***** Reading passage

Transport of ions and polar molecules allow chemical reactions to take place when particles or molecules meet
What does it mean if water has a high latent heat capacity
Lots of heat energy is needed to raise temp of water.
Why is high latent heat capacity important in water?
Keeps temperature of aquatic environments stable, and allows molecules to work effectively
What does it mean if water has a high latent heat of vaporisation?
Because of cohesion, large amounts of heat energy are needed to change water from liquid to vapour
What causes cooling in body?
Evaporation of water from our skin (a surface)
What is cohesion?
Attraction between water molecules. Allows water molecules to be transported up xylem of even the tallest trees.
Surface tension in water
At ordinary temperatures, water has the highest surface tension of other liquids. Cohesion of water molecules supports organisms to walk on water
Density of water
As ice, water is less dense.
Why is water less dense as ice?
Reduces tendency for lots of water to freeze completely, so organisms survive
Why is water transparent?
Allows light to pass through, so that aquatic plants and algae can photosynthesise.
What does it mean if water is a metabolite?
Takes place in many biochemical reactions. E.g photosynthesis and hydrolysis
What are carbohydrates?
Organic compounds containing carbon, hydrogen, and oxygen
What do carbohydrates do?
Source of energy in plants and animals. Some have structural role in plant cell walls (e.g. cellulose).
What are monosaccharides?
Small organic molecules called monomers .
Sugars that dissolve easily.
Structure of monosaccharides?
Can be straight chain or a ring structure
How are monosaccharides classified?

**********
***** Data provided

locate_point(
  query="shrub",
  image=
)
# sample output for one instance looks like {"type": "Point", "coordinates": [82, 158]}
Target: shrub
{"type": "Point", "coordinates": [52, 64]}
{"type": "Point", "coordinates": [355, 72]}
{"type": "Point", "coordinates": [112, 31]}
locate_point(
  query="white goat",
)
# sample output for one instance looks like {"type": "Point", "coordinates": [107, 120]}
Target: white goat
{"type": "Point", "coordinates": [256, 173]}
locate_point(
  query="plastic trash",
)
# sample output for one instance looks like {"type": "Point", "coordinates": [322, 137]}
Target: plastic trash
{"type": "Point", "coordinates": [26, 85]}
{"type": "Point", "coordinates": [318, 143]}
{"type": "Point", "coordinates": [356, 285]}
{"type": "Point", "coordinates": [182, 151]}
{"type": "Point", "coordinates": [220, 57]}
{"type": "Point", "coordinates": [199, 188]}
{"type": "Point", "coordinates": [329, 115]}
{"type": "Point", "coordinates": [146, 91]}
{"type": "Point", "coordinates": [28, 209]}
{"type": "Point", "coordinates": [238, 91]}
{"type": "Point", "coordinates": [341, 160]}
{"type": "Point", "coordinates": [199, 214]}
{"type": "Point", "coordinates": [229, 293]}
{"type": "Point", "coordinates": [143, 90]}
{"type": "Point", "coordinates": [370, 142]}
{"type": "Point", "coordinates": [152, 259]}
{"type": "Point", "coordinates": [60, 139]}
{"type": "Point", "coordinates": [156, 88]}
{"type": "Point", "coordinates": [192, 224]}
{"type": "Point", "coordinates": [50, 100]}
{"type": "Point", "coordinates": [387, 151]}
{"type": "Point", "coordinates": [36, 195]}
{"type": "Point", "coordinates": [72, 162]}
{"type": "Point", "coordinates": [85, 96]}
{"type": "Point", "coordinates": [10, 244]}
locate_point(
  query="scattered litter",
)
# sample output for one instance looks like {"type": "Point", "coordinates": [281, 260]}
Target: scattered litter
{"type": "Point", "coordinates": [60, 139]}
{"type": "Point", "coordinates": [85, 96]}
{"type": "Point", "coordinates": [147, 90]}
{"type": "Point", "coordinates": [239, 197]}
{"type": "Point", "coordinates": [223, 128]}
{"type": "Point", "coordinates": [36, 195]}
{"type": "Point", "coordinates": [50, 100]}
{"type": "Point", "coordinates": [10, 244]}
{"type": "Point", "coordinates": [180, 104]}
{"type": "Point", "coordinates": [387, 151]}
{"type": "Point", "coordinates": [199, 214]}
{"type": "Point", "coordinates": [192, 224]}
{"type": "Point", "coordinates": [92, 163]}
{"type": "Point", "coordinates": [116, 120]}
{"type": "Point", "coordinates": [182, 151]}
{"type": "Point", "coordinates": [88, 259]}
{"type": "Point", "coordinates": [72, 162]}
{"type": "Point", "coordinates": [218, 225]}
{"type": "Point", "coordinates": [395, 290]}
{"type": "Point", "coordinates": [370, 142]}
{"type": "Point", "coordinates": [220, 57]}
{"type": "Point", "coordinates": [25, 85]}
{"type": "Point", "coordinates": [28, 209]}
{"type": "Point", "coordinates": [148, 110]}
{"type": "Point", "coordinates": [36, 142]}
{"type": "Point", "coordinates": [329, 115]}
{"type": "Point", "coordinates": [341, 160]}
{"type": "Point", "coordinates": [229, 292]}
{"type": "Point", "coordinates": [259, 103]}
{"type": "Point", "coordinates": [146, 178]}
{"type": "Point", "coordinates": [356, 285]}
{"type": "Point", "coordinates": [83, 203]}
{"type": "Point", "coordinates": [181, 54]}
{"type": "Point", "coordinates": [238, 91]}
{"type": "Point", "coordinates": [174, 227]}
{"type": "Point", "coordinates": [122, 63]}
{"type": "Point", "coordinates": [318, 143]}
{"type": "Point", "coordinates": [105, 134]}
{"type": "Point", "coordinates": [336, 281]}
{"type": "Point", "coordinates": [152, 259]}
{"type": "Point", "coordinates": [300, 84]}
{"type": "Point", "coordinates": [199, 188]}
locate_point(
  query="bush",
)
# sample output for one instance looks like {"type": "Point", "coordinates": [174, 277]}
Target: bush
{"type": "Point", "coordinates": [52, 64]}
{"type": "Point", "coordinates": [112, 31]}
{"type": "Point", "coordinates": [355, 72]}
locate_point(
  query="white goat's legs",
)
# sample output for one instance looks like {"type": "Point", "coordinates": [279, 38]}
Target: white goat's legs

**********

■ **Work order 1**
According to the water and carbohydrates notes, which three elements do carbohydrates contain?
■ **Work order 2**
Retype the section of the water and carbohydrates notes from "Because of cohesion, large" up to and including "is water transparent?".
■ **Work order 3**
Continue the water and carbohydrates notes from the point where they stop.
These entries are separate material and have no connection to the water and carbohydrates notes.

■ **Your response 1**
Carbon, hydrogen, and oxygen.

■ **Your response 2**
Because of cohesion, large amounts of heat energy are needed to change water from liquid to vapour
What causes cooling in body?
Evaporation of water from our skin (a surface)
What is cohesion?
Attraction between water molecules. Allows water molecules to be transported up xylem of even the tallest trees.
Surface tension in water
At ordinary temperatures, water has the highest surface tension of other liquids. Cohesion of water molecules supports organisms to walk on water
Density of water
As ice, water is less dense.
Why is water less dense as ice?
Reduces tendency for lots of water to freeze completely, so organisms survive
Why is water transparent?

■ **Your response 3**
According to the number of carbon atoms in the molecule
Name of the monosaccharide with 3 carbons? And its function
Triose - important in metabolism
Name of the monosaccharide with 5 carbons? And its function
Pentose - nucleic acid formation
Name of the monosaccharide with 6 carbons? And its function
Hexose - Main energy source of the cell
What are isomers
Molecules that share the same number of atoms and same chemical formula, but the atoms are arranged differently. E.g. an alpha glucose ring has H above C1 while beta glucose has C1 above H
What are structural isomers?
Isomers with the same molecular formula but atoms are linked in different sequences. E.g glucose and fructose
What are optical isomers?
Isomers with the same molecular formula and are identical in every way except that they’re mirror images of each other. E.g alpha glucose and beta glucose
What 2 isomers does glucose exist as?
Alpha and beta glucose. They share the same number of atoms but the atoms are arranged differently.
How are disaccharides formed?
By joining 2 monosaccharide units by condensation reactions
What bond joins 2 hexose units together to make a disaccharide?
Glycosidic bond
Steps of condensation reaction to form a disaccharide
1.) 2 hydroxyl (-OH) groups line up alongside each other.
2.) One -OH combines with the H atom of another, forming a water molecule (H2O)
3.) This allows a glycosidic bond/oxygen bridge to form.
How do you reverse the making of a disaccharide
Hydrolysis
What is hydrolysis?
The chemical addition of water to break a chemical bond.
What disaccharide do the monosaccharides glucose+glucose form?
Maltose, found in seeds
What disaccharide do the monosaccharides glucose+fructose form?
Sucrose, found in fruit
What disaccharide do the monosaccharides glucose+galactose form?
Lactose, found in milk
How to test for reducing sugars?
With Benedict’s Reagent.
1. Heat up the solution with Benedict’s.
2. If it’s a reducing sugar it will turn the benedicts from blue to brick red.
How do reducing sugars turn benedicts from blue to brick red?
Because the sugar reduces the blue copper || sulphate to form copper | oxide, which is a brick red precipitate
How to test for non-reducing sugars with Benedict’s?
Non-reducing sugars can’t reduce cupper || sulphate so benedict’s won’t work.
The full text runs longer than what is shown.